> [PASSAGE CHOISI]

Série rouge et noire: genèse (ou presque)

Narcisse Steiner

Ma série actuelle gonfle gentiment. Je totalise 6 oeuvres et j'aimerais en peindre le double, je pense que je peux raisonnablement en peindre autant avant d'estimer le sujet exploité.

Quel sujet d'ailleurs?

 

La première, intitulé "BBIWY", m'a été inspiré par les caméras de surveillance. Certains y voient un criquet, d'autre un femme marchant vers un solel couchant ou encore un homme attendant le métro... Ca ne me vexe pas, je suis curieux de connaitre l'interprétation de ma peinture vue par d'autres. C'et assez nouveau pour moi, en passant à l'abstrait, j'ai décidé de mettre de côté l'interpretation imposée de mes toiles figuratives. Voilà: je ne suis pas dans un démarche d'évocation, ce n'est pas mon but en peignant cette série. Je cherche le lien brut, primaire, originel qui existe entre l'oeuvre et le spectateur. C'est comme ça que j'envisage l'abstrait, parce que c'est comme ça que j'ai pu l'aborder sereinement.

J'ai ue beaucoup de mal à apprécier cette forme d'art, comme beaucoup, j'y cherchais un sens à tout prx. Parfois il faut metre sa raison de côté pour... comprendre? Non, comprendre est un concept trop fermé pour ce que j'essaye de faire passer. Je pense que le ressenti est plus juste dans ce cas.

 

Ce que j'apprécie dans une oeuvre abstraite, ce n'est pas tant le sens que je lui donne - en général, je n'en cherche pas - mais plutôt sa "force d'impact" comme je l'appelle. La force d'impact, c'est quelque chose de presque tangible chez moi, c'est lorsque ma rétine imprime le graphisme de l'oeuvre, que mon cerveau reptilien l'analyse de façon brute, sans compromis, sans les parasites de la réflexion. Dans ce contexte, une oeuvre me parle ou ne parle pas, pour ainsi dire sans juste milieu.

 

L'abstrait permet cette communication directe, parce que notre perception n'est pas  court-circuité par l'interprétation de la figuration; la première chose qu'on ressent, c'est la forme, le contraste, la couleur. Notre cerveau analyse suffisament vite les informations pour nous donner l'impression de comprendre alors qu'on est à peine conscient de la perception.

C'est ce lien que je cherche à peindre.

> [PROBLÈME POSÉ 1] Dans les lignes de données, de la ligne qui contient « find the asphalt road in the photo above » jusqu'à la dernière, remplace « black shoe » par « dark shoe » et recopie seulement ces lignes sans rien changer d'autre.
Le passage et les lignes de données sont deux choses bien séparées.

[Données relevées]

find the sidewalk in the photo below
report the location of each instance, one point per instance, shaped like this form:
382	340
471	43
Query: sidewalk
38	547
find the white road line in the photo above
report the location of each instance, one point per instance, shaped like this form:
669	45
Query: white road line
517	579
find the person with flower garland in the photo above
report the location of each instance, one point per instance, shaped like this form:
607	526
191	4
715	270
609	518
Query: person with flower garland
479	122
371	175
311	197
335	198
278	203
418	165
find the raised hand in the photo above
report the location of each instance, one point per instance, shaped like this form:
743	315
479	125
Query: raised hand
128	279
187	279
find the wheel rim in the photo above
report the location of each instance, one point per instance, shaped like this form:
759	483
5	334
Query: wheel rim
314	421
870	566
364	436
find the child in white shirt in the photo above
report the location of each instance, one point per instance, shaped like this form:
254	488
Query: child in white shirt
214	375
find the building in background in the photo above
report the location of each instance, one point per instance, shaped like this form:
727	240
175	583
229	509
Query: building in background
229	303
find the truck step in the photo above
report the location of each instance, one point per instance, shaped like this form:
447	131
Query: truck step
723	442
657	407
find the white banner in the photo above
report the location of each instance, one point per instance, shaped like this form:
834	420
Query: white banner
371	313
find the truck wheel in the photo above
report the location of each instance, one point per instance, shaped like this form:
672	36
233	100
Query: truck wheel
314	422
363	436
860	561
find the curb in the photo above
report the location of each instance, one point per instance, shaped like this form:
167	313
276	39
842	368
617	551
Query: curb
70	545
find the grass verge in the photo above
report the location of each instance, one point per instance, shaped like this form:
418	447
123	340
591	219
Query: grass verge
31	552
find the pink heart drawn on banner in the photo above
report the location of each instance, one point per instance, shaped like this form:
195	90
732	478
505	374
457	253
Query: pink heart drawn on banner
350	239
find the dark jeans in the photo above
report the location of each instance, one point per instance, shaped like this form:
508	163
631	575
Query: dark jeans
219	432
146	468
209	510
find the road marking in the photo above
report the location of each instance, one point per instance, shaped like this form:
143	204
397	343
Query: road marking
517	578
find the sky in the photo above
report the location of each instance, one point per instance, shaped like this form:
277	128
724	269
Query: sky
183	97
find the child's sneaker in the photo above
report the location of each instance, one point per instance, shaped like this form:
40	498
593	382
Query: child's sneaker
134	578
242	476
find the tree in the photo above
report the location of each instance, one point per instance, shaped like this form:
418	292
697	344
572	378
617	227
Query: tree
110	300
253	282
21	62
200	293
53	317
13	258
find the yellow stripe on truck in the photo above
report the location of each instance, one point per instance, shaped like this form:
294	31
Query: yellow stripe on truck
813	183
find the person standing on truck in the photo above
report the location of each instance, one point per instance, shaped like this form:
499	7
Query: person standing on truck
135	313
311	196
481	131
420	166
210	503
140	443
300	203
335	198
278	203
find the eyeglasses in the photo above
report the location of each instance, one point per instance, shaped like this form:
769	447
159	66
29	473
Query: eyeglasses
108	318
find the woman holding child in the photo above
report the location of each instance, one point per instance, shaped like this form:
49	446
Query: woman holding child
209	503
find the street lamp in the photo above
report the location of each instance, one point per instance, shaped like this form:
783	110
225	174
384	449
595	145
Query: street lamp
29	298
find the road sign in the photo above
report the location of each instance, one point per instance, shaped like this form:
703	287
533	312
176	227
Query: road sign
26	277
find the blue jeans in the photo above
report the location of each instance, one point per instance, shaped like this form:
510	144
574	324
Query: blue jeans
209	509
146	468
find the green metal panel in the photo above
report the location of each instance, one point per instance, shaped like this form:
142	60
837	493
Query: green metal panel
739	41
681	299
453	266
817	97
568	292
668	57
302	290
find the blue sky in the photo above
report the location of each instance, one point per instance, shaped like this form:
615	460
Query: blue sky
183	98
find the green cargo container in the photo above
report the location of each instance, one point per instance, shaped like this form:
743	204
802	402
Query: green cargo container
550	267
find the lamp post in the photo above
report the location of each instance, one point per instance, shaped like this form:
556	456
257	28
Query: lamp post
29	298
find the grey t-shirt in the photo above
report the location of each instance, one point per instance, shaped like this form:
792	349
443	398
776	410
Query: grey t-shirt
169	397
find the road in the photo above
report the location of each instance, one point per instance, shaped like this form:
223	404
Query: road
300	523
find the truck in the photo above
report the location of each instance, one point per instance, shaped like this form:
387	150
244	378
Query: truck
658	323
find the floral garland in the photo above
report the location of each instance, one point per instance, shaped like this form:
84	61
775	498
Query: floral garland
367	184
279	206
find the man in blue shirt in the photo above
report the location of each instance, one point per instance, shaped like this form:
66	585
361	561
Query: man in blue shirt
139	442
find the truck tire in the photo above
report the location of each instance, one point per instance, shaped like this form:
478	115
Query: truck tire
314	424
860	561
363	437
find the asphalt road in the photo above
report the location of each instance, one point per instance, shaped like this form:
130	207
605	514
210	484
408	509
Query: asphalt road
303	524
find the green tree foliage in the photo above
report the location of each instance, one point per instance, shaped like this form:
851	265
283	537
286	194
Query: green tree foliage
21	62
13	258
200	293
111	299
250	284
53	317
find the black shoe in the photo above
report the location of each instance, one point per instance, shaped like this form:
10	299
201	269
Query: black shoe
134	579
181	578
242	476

> [PROBLÈME POSÉ 2] Reprends sous forme de liste le paragraphe du passage qui commence par « Ce que j'apprécie dans une oeuvre abstraite », en gardant ses faits principaux.

> [RÉPONSE RÉDIGÉE 1]
find the asphalt road in the photo above
report the location of each instance, one point per instance, shaped like this form:
130	207
605	514
210	484
408	509
Query: asphalt road
303	524
find the green tree foliage in the photo above
report the location of each instance, one point per instance, shaped like this form:
851	265
283	537
286	194
Query: green tree foliage
21	62
13	258
200	293
111	299
250	284
53	317
find the dark shoe in the photo above
report the location of each instance, one point per instance, shaped like this form:
10	299
201	269
Query: dark shoe
134	579
181	578
242	476

> [RÉPONSE RÉDIGÉE 2]
- Ce que j'apprécie dans une oeuvre abstraite, c'est moins le sens que je lui donne (en général, je n'en cherche pas) que sa « force d'impact ».
- La force d'impact est quelque chose de presque tangible chez moi. Elle se produit quand ma rétine imprime le graphisme de l'oeuvre et que mon cerveau reptilien l'analyse de façon brute, sans compromis, sans les parasites de la réflexion.
- Dans ce contexte, une oeuvre me parle ou ne me parle pas, pour ainsi dire sans juste milieu.